> _Given instruction_: Give everything from the line containing "Detect orange poster board in this picture." down to the line containing "0,380,502,474" as a JSON list of strings, one string per line, with blank lines omitted.

Records from a data collection
___

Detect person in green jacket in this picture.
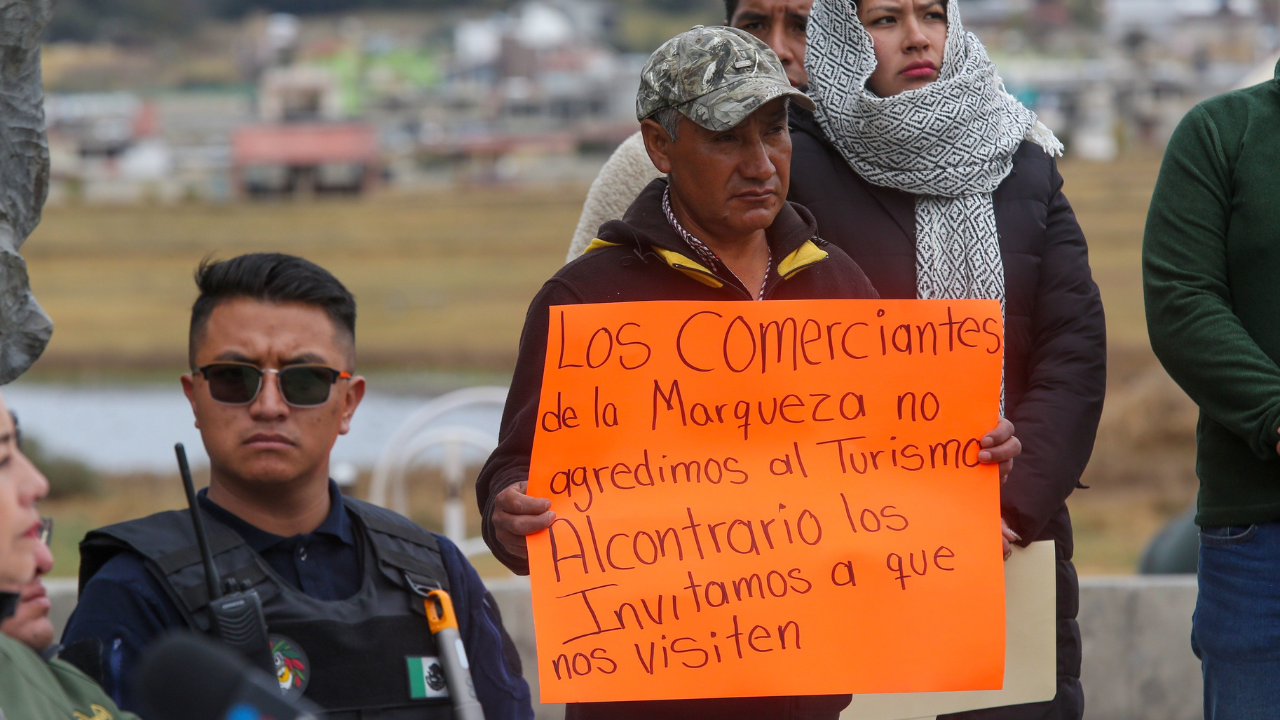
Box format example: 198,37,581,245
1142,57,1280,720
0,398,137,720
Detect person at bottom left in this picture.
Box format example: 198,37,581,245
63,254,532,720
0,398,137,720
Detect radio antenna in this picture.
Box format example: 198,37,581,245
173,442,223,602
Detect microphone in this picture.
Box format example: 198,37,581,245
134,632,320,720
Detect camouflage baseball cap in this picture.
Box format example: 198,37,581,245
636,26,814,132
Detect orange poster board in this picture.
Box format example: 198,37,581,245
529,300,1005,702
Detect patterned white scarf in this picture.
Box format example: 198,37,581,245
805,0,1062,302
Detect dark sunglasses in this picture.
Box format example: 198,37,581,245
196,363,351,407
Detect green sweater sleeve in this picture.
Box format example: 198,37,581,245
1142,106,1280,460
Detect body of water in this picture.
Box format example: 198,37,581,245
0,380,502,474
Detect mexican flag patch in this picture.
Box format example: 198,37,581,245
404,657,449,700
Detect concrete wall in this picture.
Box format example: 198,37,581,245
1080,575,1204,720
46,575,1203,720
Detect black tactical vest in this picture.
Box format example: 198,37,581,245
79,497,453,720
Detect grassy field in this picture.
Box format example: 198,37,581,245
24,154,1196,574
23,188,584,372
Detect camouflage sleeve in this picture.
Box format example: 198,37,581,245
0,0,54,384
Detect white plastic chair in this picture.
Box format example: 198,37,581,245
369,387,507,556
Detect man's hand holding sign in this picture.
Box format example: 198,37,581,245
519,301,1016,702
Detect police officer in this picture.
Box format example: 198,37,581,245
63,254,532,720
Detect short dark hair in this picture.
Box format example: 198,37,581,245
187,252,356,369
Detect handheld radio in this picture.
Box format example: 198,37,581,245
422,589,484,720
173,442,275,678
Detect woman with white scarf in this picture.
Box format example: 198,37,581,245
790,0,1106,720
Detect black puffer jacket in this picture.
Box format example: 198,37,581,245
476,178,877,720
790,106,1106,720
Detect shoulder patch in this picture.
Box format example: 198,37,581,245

___

> _Full answer_:
[
  "Detect orange poster board in this picture.",
  "Box format example: 198,37,581,245",
  "529,300,1005,702",
  "Detect patterned white scarf in this picture.",
  "Box format example: 198,37,581,245",
  "805,0,1062,302",
  "Detect dark sunglasses in this picture.",
  "Box format example: 198,37,581,245",
  "196,363,351,407",
  "Detect green sweater sleeve in this picture.",
  "Box format example: 198,37,581,245",
  "1142,106,1280,460",
  "Detect body of water in this picture.",
  "Box format example: 198,37,581,245",
  "0,380,502,474"
]